Instructions to follow —
Count, in the data that follows, every line with the string "pile", and give that count as the whole reply.

Supplied data —

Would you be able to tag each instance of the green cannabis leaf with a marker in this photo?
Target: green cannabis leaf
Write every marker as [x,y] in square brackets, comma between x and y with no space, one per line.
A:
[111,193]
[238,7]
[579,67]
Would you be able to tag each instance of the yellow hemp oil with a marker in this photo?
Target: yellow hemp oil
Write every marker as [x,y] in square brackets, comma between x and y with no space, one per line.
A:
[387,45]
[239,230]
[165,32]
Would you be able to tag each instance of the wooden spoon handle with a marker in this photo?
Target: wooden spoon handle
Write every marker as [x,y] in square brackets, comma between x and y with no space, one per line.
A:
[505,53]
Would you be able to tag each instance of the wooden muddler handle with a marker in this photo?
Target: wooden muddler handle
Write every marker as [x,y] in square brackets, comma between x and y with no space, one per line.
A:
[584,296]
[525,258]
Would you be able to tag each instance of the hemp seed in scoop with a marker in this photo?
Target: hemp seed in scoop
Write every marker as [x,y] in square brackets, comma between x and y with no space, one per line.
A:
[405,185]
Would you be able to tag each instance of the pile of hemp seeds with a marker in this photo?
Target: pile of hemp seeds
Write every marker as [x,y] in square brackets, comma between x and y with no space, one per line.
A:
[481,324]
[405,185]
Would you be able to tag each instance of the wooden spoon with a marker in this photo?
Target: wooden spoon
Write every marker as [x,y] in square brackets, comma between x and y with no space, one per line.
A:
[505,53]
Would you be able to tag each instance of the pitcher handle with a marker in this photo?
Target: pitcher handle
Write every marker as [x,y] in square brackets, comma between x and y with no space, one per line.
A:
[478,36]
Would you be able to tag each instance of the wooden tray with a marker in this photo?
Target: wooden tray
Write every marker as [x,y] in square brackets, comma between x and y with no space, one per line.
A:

Result of the exercise —
2